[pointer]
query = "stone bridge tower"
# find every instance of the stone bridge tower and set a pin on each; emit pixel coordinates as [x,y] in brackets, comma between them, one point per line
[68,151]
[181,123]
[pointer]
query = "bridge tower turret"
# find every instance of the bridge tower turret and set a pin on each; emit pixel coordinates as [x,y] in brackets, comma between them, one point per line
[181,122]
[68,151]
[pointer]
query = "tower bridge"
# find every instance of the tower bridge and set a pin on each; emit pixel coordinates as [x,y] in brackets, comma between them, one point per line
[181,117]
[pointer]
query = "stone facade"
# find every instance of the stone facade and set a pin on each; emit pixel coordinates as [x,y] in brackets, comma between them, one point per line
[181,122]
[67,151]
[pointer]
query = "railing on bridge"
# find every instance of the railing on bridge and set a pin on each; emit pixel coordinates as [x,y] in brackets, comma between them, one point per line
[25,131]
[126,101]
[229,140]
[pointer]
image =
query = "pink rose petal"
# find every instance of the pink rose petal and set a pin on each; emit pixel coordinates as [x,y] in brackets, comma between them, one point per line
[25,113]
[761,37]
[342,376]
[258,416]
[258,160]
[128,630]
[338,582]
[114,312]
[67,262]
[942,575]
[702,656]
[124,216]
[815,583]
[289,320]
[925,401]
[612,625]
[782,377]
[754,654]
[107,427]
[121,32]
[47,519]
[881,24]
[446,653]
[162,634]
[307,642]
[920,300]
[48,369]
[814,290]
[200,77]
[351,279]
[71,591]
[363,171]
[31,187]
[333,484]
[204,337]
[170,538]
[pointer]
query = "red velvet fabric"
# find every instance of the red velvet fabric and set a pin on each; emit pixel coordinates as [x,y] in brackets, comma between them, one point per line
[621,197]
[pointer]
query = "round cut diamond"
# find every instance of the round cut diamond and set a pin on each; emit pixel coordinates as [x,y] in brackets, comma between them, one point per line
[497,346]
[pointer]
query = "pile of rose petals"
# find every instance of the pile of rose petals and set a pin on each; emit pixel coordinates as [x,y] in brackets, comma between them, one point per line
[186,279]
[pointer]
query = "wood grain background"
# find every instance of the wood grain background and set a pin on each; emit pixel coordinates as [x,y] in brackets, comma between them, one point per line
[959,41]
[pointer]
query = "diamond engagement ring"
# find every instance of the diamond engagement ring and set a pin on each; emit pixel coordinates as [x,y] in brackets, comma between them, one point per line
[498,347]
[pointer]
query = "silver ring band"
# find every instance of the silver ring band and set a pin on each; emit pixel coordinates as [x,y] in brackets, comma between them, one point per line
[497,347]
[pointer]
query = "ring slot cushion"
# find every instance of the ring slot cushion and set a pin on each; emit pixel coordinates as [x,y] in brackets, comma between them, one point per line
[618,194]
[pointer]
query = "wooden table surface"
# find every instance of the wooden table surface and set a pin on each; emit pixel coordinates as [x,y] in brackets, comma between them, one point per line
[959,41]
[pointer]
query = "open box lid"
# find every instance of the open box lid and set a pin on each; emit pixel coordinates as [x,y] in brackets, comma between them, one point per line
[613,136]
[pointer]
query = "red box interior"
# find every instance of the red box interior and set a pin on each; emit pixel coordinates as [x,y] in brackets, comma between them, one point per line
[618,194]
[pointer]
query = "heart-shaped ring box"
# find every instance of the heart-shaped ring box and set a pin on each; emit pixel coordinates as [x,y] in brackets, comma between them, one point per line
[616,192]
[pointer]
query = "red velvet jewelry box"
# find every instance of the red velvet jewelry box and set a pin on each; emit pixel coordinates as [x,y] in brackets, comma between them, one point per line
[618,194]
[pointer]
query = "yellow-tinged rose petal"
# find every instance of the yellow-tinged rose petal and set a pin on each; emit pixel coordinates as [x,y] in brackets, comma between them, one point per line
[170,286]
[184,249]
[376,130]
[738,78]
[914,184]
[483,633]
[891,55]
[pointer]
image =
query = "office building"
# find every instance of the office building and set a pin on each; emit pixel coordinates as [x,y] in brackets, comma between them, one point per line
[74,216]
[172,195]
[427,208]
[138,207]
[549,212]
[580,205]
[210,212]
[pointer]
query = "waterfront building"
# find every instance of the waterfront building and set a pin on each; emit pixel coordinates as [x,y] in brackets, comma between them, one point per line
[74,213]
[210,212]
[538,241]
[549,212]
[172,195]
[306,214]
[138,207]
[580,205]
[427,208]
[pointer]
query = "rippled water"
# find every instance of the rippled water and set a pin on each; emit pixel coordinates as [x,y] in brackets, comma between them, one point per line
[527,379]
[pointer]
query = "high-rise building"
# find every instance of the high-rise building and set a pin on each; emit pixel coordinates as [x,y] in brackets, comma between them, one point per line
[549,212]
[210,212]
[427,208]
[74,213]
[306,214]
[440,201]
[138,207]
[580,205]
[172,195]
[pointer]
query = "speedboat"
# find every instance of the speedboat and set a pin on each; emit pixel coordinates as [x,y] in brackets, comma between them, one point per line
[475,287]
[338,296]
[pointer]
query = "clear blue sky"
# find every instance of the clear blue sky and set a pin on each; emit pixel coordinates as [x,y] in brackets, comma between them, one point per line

Description of the task ->
Extract every entry in the listing word for word.

Answer for this exercise ->
[pointer]
query = "stone bridge tower"
# find every instance of the stone bridge tower and set a pin on each; emit pixel coordinates as [x,y] in brackets, comma between them, one point per line
[68,151]
[181,123]
[pointer]
query = "bridge tower turret"
# find every instance of the bridge tower turret and set a pin on each; emit pixel coordinates as [x,y] in brackets, comma between them, one point per line
[181,122]
[68,151]
[pointer]
query = "tower bridge"
# find every instance of the tower bridge and set a pin on each; emit pixel coordinates as [x,y] in brackets, comma between them, one point per line
[181,117]
[pointer]
query = "stone facade"
# find every instance of the stone facade and set a pin on each; emit pixel coordinates as [x,y] in brackets, comma between them, one point per line
[181,122]
[67,151]
[pointer]
query = "railing on bridge"
# find every instance of the railing on bridge and set a pin on each; emit pixel coordinates as [x,y] in brackets, comma between them, one point per line
[25,131]
[126,101]
[229,140]
[pointer]
image =
query = "pink rose petal"
# find every instance of the pink rose petal and set a pin on each; emit pixel coordinates as [x,y] in brackets, comma between them, one point per line
[25,113]
[761,37]
[342,376]
[258,416]
[258,160]
[128,630]
[338,582]
[114,312]
[67,262]
[942,575]
[702,656]
[124,216]
[815,583]
[289,320]
[925,401]
[612,625]
[782,377]
[754,654]
[107,427]
[121,32]
[47,519]
[881,24]
[446,653]
[162,634]
[307,642]
[920,300]
[48,369]
[814,290]
[200,77]
[351,279]
[71,591]
[363,171]
[31,187]
[333,484]
[204,337]
[170,538]
[pointer]
query = "red velvet fabric"
# find every instance of the red velvet fabric and set a pin on each; emit pixel coordinates as [x,y] in brackets, comma between them, one point per line
[621,197]
[pointer]
query = "round cut diamond"
# find every instance of the round cut diamond and set a pin on each; emit pixel coordinates as [x,y] in brackets, comma between them, one point per line
[497,346]
[pointer]
query = "pile of rose petals"
# find every instance of the pile of rose petals and set a pin on each; emit pixel coordinates as [x,y] in brackets, comma between them, one point per line
[186,279]
[pointer]
query = "wood grain background"
# find every instance of the wood grain background and set a pin on each; emit pixel coordinates as [x,y] in brackets, comma between them, one point per line
[959,41]
[pointer]
query = "diamond engagement ring"
# find every instance of the diamond engagement ring and set a pin on each; emit pixel coordinates as [x,y] in brackets, comma between them, one point per line
[498,347]
[pointer]
query = "silver ring band"
# find every instance of the silver ring band and set a pin on each; emit pixel coordinates as [x,y] in brackets, comma between them, one point per line
[497,347]
[pointer]
query = "ring slot cushion"
# find every instance of the ring slot cushion and set a pin on each; emit pixel coordinates as [x,y] in brackets, comma between them, one point per line
[618,194]
[pointer]
query = "wooden table surface"
# find every instance of the wooden table surface and set a pin on each; emit pixel coordinates as [x,y] in brackets, comma between them, one point per line
[959,41]
[pointer]
query = "open box lid"
# find every instance of the open box lid and set a pin on each; emit pixel coordinates as [x,y] in brackets, comma between them, one point per line
[613,136]
[pointer]
query = "red box interior"
# find every instance of the red box interior and set a pin on each; emit pixel coordinates as [x,y] in brackets, comma between them, one point per line
[618,194]
[pointer]
query = "heart-shaped ring box"
# find every instance of the heart-shaped ring box and set a pin on each; emit pixel coordinates as [x,y] in brackets, comma between them, one point per line
[616,192]
[pointer]
query = "red velvet jewelry box"
# find every instance of the red velvet jewelry box and set a pin on each; emit pixel coordinates as [x,y] in brackets, comma between them, one point per line
[618,194]
[pointer]
query = "yellow-tinged rose petal"
# find every instance of the yellow-tinged rose petal and set a pin on each; emit pixel coordinates as [x,y] in brackets, comma between them, one point per line
[170,286]
[184,249]
[376,130]
[738,78]
[914,184]
[483,633]
[891,55]
[pointer]
image =
query = "office building"
# find every instance of the office building and set a pin on each; emit pixel coordinates as [x,y] in brackets, comma between them, one point per line
[74,216]
[172,195]
[427,208]
[138,207]
[549,212]
[580,205]
[210,212]
[pointer]
query = "waterfront building"
# find every instance of the waterfront building and set a pin on each; emit pixel coordinates as [x,y] in brackets, comma between them, one point per line
[74,213]
[210,212]
[538,241]
[549,212]
[172,195]
[306,214]
[138,207]
[580,205]
[427,208]
[pointer]
query = "rippled water"
# find every instance of the rippled water and set a pin on each; emit pixel coordinates as [x,y] in brackets, comma between them, one point per line
[527,379]
[pointer]
query = "high-rise building"
# find every instance of the high-rise building and set a pin on each; emit pixel coordinates as [x,y] in brackets, comma between them, one point per line
[549,212]
[210,212]
[427,208]
[74,213]
[306,214]
[440,201]
[138,207]
[580,205]
[172,195]
[pointer]
query = "speedboat"
# find every instance of the speedboat and set a pin on each; emit pixel coordinates as [x,y] in brackets, comma between them, one point per line
[475,287]
[338,296]
[pointer]
query = "clear blue sky"
# find every instance of the clear blue sky and set a pin on each; emit pixel coordinates as [x,y] in brackets, comma between them, one point per line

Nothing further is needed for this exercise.